*INPUT DATA*:

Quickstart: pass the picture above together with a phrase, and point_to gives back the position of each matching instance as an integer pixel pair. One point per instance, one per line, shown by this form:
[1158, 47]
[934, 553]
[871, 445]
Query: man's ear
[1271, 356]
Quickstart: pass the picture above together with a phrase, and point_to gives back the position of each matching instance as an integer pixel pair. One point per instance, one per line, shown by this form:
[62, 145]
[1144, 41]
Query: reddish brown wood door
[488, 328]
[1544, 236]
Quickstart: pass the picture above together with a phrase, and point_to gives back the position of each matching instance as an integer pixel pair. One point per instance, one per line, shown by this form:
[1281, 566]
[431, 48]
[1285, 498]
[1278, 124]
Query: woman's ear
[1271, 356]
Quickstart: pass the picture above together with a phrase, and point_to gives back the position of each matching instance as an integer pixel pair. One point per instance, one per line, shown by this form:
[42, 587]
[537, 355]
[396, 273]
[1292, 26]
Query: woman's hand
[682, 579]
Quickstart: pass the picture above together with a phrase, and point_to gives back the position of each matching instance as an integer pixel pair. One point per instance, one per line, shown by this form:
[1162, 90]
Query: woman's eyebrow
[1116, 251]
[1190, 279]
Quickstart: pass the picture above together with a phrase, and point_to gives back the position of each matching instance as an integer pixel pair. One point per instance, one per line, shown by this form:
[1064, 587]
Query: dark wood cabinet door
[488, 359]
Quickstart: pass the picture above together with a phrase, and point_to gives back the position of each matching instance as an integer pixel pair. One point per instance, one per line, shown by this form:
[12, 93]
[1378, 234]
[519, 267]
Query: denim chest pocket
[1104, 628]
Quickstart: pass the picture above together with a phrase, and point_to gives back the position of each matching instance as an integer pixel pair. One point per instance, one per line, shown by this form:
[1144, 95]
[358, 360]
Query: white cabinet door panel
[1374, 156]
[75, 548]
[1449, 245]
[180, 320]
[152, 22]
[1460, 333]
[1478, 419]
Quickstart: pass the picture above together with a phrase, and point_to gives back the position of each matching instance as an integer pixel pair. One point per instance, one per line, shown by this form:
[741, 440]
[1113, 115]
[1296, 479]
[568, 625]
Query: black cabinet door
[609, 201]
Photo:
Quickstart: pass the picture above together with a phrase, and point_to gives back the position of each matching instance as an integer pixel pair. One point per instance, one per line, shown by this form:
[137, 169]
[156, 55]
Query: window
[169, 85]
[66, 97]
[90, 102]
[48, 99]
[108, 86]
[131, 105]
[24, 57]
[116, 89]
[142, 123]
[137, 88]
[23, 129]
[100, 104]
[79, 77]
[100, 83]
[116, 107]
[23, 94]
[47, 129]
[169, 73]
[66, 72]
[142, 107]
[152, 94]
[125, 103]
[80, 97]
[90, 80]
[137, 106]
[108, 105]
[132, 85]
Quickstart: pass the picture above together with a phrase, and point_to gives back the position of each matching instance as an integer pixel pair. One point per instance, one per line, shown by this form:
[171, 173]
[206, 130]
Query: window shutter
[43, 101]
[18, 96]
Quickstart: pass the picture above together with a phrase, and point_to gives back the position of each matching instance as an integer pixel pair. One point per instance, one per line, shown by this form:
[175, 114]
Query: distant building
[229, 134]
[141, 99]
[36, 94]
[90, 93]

*TASK DIRECTIONS*:
All entries above should be duplicated exactly, none omitted.

*SOLUTION TO THE EXERCISE*:
Quickstart: pass the picture above together with a phrase, and point_to gives back the position of each matching instance as an integer pixel pair. One point per instance, one per line, shown by this form:
[1158, 47]
[934, 553]
[871, 445]
Query: man's ear
[1271, 356]
Quickstart: pass the picture above together with a phrase, and point_to gives back the position of each matching instance as an integer pixel pair. One point per instance, one per line, shown by this form:
[62, 145]
[1144, 41]
Query: reddish brown wood door
[488, 328]
[1544, 236]
Quickstart: pass the picture above together with a phrase, and point_to gives back the position of each matching instance as an integer pixel pair. One point per instance, one per line, shown by this form:
[1281, 566]
[431, 48]
[1285, 498]
[1278, 124]
Query: woman's ear
[1271, 356]
Quickstart: pass the picture above together with a phrase, and point_to gives back the position of each matching instance as an integer pixel pair. One point per instance, one per line, shown by this form:
[42, 587]
[537, 355]
[396, 273]
[1292, 26]
Query: woman's hand
[682, 579]
Quickstart: pass the picture above together with a phrase, and point_to gives back the position of each matching instance as an integer pixel pair. One point per instance, one per line, shown by this form:
[1162, 90]
Query: woman's eyebrow
[1116, 251]
[1190, 279]
Quickstart: pass the picture above together with a phrase, and point_to gives back the position of each matching instance as an integer pixel pair. One point per instance, one per line, shown by this form:
[1064, 587]
Query: dark wood cabinet door
[488, 359]
Quickstart: pass the picture above together with a phrase, and point_to gives back the position of each matching instance as an integer pixel pair. One point per instance, one per line, shown by this form:
[12, 93]
[1378, 234]
[519, 267]
Query: denim chest pocket
[1104, 628]
Quickstart: pass the picture above together with a phrase, and point_to gives back the position of each matching instance as an integer pixel pair. One point per instance, one per line, shown by this form:
[1144, 95]
[358, 360]
Query: white cabinet door panel
[1374, 156]
[75, 548]
[1449, 245]
[180, 320]
[152, 22]
[1460, 333]
[1478, 419]
Quickstart: pass the picture above together with a phrase, and point_to gives back the position of each matching instance as an integer pixel pair. One point per instance, one per line, shown by this form:
[741, 440]
[1113, 115]
[1296, 479]
[568, 625]
Query: black cabinet door
[609, 201]
Photo:
Quickstart: pass the picture above together with a phrase, and point_to gives back the position of each matching instance as an integer pixel pair. One point per instance, one per line, shown by this form:
[137, 169]
[156, 55]
Query: window
[169, 85]
[66, 97]
[90, 102]
[48, 99]
[108, 86]
[131, 105]
[24, 57]
[116, 89]
[142, 123]
[137, 88]
[23, 129]
[100, 104]
[79, 77]
[100, 83]
[116, 107]
[23, 94]
[47, 129]
[169, 73]
[66, 72]
[142, 107]
[152, 94]
[125, 103]
[80, 97]
[90, 80]
[137, 106]
[108, 105]
[132, 85]
Quickstart: pass the picture above together with a phrase, and point_to gives back the position of each matching instance as an integer pixel pair. One point per instance, one per line, shown by this form:
[171, 173]
[206, 130]
Query: window shutter
[43, 101]
[18, 96]
Quickstart: pass the picture above together with a phrase, and point_to gives back the position of each matching instance as an integer pixel pair. One point per instance, one per line, shown by this form:
[175, 114]
Query: distant building
[229, 134]
[141, 99]
[36, 94]
[90, 93]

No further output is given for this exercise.